= WORK TO COMPLETE =
Note the line where "Task: mark each instance of the boathouse" appears in the data below; write it out exactly, along with every line that comes after it to the end.
══ EXTRACTED DATA
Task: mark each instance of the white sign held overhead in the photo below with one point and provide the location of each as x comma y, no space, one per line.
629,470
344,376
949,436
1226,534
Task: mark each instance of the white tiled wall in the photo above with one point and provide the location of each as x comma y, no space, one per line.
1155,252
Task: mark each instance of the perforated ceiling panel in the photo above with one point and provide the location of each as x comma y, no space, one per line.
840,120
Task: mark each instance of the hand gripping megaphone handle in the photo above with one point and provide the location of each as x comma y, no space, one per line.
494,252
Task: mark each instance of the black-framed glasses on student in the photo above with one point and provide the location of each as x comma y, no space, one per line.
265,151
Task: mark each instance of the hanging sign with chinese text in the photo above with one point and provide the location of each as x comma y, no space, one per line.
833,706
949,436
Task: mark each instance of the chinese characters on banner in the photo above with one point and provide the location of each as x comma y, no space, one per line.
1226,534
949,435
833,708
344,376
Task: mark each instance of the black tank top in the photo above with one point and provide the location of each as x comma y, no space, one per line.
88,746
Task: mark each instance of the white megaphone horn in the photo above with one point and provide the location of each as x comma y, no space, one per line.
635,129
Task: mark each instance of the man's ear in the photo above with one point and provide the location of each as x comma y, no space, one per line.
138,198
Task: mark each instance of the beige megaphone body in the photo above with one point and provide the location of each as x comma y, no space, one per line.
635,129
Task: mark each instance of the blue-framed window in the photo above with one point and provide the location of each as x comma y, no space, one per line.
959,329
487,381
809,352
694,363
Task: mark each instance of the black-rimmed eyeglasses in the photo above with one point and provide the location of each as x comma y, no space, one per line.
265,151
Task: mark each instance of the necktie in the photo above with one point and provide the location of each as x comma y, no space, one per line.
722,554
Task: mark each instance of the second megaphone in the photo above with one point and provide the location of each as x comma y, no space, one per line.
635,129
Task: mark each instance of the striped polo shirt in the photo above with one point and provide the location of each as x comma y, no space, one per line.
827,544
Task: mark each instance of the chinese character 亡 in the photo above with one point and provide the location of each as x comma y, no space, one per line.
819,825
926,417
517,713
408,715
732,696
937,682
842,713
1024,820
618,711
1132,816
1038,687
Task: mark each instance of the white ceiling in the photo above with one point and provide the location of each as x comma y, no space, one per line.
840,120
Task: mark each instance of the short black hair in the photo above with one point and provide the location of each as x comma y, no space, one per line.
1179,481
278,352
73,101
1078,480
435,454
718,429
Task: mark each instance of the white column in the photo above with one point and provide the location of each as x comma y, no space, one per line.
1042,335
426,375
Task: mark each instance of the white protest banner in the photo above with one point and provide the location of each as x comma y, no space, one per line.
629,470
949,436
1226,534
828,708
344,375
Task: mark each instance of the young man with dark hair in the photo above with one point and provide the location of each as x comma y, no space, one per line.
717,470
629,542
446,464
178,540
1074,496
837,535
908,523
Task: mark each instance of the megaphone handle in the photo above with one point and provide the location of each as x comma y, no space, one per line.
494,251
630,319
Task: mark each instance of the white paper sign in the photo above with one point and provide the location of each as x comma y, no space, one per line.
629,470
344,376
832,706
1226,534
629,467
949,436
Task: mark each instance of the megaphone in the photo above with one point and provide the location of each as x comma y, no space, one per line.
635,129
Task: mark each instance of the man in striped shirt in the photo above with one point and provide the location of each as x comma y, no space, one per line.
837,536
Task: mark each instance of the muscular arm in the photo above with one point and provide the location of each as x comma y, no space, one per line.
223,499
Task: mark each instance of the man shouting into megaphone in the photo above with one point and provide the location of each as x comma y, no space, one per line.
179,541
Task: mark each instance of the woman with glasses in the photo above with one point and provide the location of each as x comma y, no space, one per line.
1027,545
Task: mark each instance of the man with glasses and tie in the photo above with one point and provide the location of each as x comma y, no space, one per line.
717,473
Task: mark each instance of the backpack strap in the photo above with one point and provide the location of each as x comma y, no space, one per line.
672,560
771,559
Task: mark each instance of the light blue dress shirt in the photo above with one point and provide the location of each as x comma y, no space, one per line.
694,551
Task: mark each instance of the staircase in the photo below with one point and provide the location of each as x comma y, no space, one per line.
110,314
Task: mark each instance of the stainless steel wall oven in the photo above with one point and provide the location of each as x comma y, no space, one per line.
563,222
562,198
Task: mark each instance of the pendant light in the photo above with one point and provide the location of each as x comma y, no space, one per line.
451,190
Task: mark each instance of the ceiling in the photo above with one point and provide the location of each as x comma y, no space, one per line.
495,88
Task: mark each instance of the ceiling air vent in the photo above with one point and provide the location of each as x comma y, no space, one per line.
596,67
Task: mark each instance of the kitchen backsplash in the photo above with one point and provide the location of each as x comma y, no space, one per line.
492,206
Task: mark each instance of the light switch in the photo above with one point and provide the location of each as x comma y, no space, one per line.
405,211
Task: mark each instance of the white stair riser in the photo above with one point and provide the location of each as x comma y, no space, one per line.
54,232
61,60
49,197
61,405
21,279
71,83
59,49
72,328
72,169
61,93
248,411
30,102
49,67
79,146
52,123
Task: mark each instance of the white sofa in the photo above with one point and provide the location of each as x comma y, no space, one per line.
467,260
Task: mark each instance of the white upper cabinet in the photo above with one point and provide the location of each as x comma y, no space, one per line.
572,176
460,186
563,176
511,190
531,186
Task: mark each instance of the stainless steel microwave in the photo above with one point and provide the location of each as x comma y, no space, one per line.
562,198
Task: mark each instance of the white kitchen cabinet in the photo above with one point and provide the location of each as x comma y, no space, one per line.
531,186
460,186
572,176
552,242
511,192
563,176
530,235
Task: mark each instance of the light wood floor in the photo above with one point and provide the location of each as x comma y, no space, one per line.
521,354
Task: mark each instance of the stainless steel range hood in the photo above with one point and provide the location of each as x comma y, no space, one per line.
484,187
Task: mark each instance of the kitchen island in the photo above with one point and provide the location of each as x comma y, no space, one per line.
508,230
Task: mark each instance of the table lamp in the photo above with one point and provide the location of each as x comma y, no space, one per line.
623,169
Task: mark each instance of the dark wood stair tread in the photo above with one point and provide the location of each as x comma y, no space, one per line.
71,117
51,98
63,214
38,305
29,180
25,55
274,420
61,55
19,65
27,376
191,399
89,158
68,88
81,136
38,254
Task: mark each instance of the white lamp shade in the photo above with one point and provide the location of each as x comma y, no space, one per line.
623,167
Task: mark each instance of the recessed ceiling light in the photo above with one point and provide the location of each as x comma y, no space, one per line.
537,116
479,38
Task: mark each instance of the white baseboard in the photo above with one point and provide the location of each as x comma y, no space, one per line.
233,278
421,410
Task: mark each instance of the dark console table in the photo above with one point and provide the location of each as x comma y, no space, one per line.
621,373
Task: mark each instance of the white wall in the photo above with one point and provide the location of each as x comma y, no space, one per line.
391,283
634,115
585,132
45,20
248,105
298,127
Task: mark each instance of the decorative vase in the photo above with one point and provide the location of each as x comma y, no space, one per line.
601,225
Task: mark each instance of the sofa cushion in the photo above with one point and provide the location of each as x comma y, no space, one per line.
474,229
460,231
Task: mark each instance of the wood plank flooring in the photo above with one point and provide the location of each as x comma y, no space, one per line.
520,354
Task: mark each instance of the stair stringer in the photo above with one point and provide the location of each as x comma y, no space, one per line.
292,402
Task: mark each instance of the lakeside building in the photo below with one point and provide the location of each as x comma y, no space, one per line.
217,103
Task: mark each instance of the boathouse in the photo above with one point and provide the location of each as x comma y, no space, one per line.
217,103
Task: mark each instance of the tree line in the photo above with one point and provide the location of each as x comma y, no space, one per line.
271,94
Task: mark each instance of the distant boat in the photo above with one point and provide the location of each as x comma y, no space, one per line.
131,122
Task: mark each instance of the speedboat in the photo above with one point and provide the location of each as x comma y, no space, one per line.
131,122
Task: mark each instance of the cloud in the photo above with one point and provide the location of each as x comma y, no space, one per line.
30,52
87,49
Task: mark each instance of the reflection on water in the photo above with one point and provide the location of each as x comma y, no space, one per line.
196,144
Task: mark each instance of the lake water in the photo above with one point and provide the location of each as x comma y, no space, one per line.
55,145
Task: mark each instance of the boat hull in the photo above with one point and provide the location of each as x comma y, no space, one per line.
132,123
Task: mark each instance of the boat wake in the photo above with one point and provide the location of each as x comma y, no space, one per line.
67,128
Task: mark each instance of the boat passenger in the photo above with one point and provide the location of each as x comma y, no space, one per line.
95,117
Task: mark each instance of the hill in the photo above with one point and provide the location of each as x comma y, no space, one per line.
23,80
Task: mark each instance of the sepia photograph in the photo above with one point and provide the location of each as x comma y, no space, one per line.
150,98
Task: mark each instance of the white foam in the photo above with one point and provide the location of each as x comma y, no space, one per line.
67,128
════
= ANSWER BELOW =
Task: mark each instance of the boathouse in the photo above with one point and provide the location of each as x comma y, no space, one per line.
217,103
Task: mark each instance of the tree line in the photo above with one point and provide the location of each as x comma y, no space, one per line.
271,94
Task: mark each instance of the distant boat in the photo above with one point and provide the location of each as x comma y, no space, one per line.
131,122
Task: mark each instance of the speedboat in the photo above with one point and provide the location of each as x comma y, no space, one per line.
131,122
Task: mark each instance of the cloud in the photo above with one point and provide the location of each as x comma y, no space, one per line.
30,52
87,49
Task: mark each instance of the reflection on water in the photo above with one point and provide the location of each as x comma y, no space, one per line.
196,144
Task: mark each instance of the lake water in the photo above with one point and provide the location of each as x comma y, no space, one per line.
55,145
Task: mark each instance of the boat hull in the photo above with one point and provide the location of each as x comma y, no space, one per line.
132,123
Task: mark each instance of the boat wake in the photo above with one point and provide the location of each as x comma y, no space, one per line.
67,128
Task: mark each instance of the boat passenger in the photo above with one point and provide the location of each as x comma y, no space, one per line.
95,117
Task: mark each instance of the hill in the photo above with one point and provide the location of each as x comma y, no space, one per line.
23,80
Task: mark each instance of the sepia photograph in the photo above with one point and provide the location of each as x comma y, no space, one per line.
150,98
Task: mark each instance of the white foam in the photo above with one point and provide the location of each as x comma y, no space, one per line.
67,128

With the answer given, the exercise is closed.